### Directions:
Look in the material below for the line holding "paneling in the image above.". Set it down exactly, with each later line up to and including the line holding "screen in the image above.".

### Data to process:

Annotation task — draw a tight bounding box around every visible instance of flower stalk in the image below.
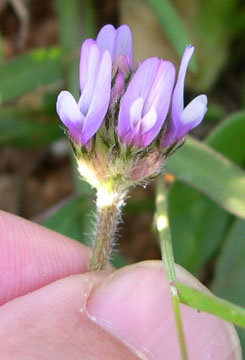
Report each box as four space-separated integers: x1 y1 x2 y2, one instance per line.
155 176 188 360
89 184 126 271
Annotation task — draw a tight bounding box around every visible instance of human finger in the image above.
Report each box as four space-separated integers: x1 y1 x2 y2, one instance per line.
0 260 241 359
0 210 90 305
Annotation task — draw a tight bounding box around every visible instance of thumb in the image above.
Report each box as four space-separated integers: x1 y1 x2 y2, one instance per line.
87 261 241 359
0 261 241 359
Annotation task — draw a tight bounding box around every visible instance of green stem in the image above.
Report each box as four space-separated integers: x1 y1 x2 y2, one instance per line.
90 187 124 271
156 177 189 360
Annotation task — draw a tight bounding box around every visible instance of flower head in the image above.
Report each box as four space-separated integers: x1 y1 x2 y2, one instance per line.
162 45 207 147
56 25 207 188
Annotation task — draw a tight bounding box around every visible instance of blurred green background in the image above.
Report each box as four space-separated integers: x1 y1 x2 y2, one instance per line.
0 0 245 351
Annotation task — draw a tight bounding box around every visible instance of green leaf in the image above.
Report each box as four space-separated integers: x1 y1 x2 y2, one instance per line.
176 281 245 329
206 110 245 164
194 0 240 90
204 102 226 122
110 252 128 269
211 219 245 351
168 111 245 346
82 0 96 39
56 0 83 52
166 136 245 218
168 183 229 274
42 195 91 244
125 198 154 213
212 219 245 305
0 47 63 103
0 107 62 148
42 195 128 268
145 0 197 72
168 111 245 274
56 0 84 98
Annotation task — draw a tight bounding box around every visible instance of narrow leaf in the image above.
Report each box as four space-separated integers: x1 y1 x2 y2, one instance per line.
176 281 245 328
168 111 245 274
110 253 128 269
42 195 127 268
56 0 82 51
42 195 91 243
0 47 63 103
145 0 197 72
212 219 245 306
206 110 245 164
82 0 96 38
212 218 245 350
166 136 245 218
0 108 62 148
168 183 229 274
56 0 83 97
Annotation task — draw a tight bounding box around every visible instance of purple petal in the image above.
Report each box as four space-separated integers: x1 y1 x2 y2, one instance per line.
177 94 207 139
79 41 103 116
161 117 177 148
119 98 143 146
171 45 194 128
162 45 197 147
141 108 157 135
162 95 207 147
79 39 97 93
128 102 157 145
96 24 116 58
114 25 133 67
142 60 175 146
56 91 85 143
81 50 112 144
96 24 133 67
118 58 161 138
129 98 144 128
118 57 175 147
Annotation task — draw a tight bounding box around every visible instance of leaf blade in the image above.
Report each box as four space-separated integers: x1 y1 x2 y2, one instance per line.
166 136 245 218
168 111 245 274
176 281 245 328
0 47 63 103
145 0 197 72
0 107 62 148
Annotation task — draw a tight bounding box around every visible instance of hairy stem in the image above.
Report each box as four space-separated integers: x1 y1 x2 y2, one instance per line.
156 177 189 360
89 186 124 271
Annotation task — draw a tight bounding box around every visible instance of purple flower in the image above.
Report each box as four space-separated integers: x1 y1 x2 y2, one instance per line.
118 57 175 148
56 39 112 145
162 45 207 147
96 24 133 75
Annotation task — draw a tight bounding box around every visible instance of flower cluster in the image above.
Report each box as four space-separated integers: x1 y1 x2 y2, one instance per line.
57 24 207 189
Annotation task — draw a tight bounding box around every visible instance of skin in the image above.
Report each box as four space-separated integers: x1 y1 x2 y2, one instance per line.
0 210 242 359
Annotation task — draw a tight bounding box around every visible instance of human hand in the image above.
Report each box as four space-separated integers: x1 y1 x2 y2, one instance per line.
0 211 241 359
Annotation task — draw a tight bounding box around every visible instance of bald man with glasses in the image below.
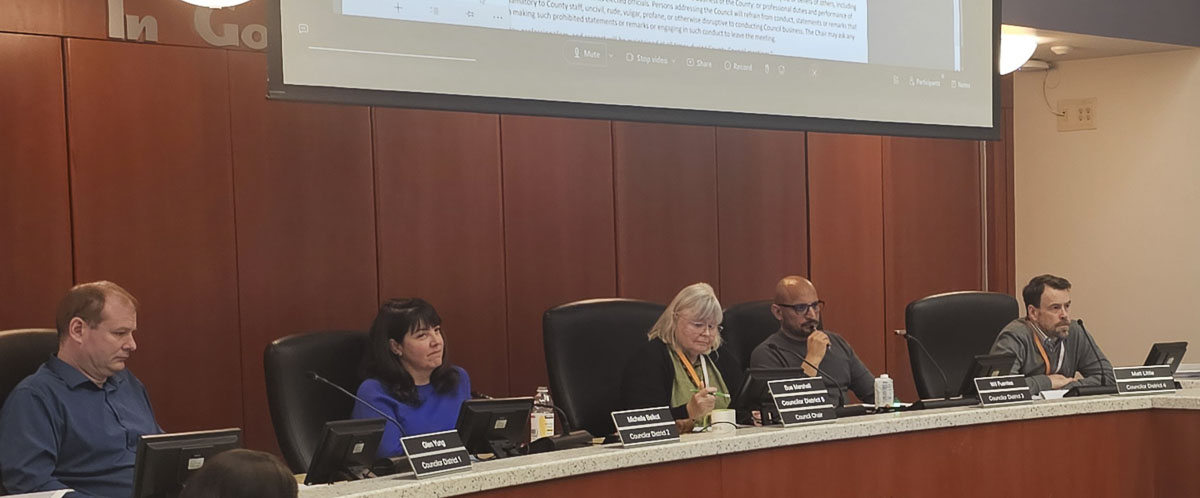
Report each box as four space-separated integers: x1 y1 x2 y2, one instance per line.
749 276 876 405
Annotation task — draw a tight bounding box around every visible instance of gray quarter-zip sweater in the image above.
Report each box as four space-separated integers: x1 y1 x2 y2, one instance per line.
989 318 1115 394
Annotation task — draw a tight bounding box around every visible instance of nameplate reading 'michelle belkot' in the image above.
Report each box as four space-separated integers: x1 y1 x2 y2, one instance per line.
1114 365 1177 395
400 429 472 478
768 377 836 427
974 375 1033 406
611 407 680 447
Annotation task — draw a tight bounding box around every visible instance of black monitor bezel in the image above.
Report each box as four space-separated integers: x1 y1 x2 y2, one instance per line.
303 418 387 485
958 353 1018 397
1144 341 1188 374
132 428 242 498
731 367 810 411
454 397 534 455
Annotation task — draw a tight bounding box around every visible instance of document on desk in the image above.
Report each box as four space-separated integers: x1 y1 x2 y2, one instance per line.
1039 389 1069 400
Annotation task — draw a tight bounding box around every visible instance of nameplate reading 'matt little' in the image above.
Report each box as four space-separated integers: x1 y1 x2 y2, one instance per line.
401 430 472 478
611 407 680 447
767 378 836 427
974 375 1033 406
1114 365 1176 395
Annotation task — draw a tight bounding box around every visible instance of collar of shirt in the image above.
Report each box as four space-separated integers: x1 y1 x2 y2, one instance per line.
1028 320 1061 350
45 355 125 391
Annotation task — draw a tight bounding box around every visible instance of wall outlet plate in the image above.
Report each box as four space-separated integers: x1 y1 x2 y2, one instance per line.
1057 98 1098 131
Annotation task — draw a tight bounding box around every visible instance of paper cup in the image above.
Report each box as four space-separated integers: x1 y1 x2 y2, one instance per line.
710 409 736 433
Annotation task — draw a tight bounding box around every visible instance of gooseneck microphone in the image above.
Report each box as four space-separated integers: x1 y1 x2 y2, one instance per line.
767 343 846 408
893 330 954 401
306 371 405 432
1076 319 1109 387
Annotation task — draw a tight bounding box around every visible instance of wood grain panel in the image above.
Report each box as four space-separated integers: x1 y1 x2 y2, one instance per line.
613 122 719 303
65 39 242 431
227 51 378 453
1154 410 1200 496
807 133 886 389
469 454 723 498
882 137 983 402
373 108 509 396
0 0 107 38
0 33 73 329
986 107 1016 295
715 128 807 306
500 115 616 397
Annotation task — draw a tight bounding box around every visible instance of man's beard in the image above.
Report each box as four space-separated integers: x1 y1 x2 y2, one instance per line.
788 319 820 338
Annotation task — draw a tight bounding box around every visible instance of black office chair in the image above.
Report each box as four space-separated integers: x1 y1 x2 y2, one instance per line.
720 300 779 370
263 330 369 473
543 298 665 437
0 328 59 411
904 291 1019 399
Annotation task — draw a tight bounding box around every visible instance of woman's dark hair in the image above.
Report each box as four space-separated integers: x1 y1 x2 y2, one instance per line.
361 297 460 406
179 449 297 498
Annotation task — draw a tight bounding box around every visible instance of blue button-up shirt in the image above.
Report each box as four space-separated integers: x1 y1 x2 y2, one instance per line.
0 356 161 497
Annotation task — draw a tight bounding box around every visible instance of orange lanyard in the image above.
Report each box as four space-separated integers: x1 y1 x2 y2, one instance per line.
674 347 705 389
1027 320 1063 375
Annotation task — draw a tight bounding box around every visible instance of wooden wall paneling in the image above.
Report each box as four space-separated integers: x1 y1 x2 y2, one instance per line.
65 39 242 431
1154 410 1200 496
806 133 886 389
373 109 509 396
986 107 1016 295
612 122 719 303
500 115 616 396
714 128 807 306
227 51 378 453
0 33 73 329
882 137 983 402
0 0 103 38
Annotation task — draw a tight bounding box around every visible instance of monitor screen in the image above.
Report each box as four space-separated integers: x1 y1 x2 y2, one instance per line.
304 418 387 485
455 397 533 457
269 0 999 139
133 428 242 498
1144 342 1188 374
731 367 809 411
958 353 1017 397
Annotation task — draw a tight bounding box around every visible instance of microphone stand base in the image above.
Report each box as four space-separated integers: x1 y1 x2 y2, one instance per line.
909 397 979 410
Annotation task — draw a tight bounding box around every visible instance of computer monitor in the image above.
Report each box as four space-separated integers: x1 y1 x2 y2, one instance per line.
731 367 811 423
132 428 242 498
455 397 533 458
958 353 1018 397
1144 342 1188 374
304 418 387 485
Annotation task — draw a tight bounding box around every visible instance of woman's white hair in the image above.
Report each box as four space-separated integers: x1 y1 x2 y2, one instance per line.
647 282 723 352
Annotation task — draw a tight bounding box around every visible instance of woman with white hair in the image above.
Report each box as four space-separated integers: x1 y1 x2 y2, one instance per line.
620 283 744 432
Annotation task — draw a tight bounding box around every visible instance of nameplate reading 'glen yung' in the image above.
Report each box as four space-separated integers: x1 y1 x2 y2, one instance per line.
401 429 472 478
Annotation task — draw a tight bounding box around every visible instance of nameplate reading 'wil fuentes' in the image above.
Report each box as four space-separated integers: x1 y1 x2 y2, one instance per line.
401 429 472 478
611 407 679 447
974 375 1033 406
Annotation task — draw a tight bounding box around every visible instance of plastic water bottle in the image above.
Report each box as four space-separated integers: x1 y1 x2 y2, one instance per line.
530 386 555 441
874 374 894 411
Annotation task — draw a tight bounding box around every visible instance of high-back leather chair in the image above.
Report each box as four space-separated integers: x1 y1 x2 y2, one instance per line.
263 330 368 473
543 299 665 437
905 291 1019 399
0 328 59 411
720 300 779 370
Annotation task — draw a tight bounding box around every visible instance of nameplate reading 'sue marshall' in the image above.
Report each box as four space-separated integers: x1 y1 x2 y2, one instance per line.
974 375 1033 406
767 378 836 427
611 407 679 447
1114 365 1176 395
401 430 472 478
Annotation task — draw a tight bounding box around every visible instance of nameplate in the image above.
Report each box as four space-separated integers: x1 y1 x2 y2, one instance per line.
768 378 836 427
400 430 472 479
610 407 679 447
1114 365 1176 395
974 375 1033 407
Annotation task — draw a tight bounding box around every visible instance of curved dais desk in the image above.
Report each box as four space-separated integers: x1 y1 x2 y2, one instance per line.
301 390 1200 497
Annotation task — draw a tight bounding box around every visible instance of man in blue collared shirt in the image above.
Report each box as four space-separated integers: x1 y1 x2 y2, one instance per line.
0 281 161 497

### Response:
Annotation task — draw a tight bounding box around every visible instance of wooden wall paneling in the image above.
Report each box as four space-separated integers: x1 y1 x2 y2, one instance per line.
65 39 242 431
1154 410 1200 496
806 133 886 389
373 109 509 396
986 107 1016 295
612 122 719 303
500 115 616 396
714 128 807 306
227 51 378 453
0 33 73 329
882 137 983 402
0 0 103 38
Annotation task — draw a tight bounding box around every visible instance of monitor screen in the image above.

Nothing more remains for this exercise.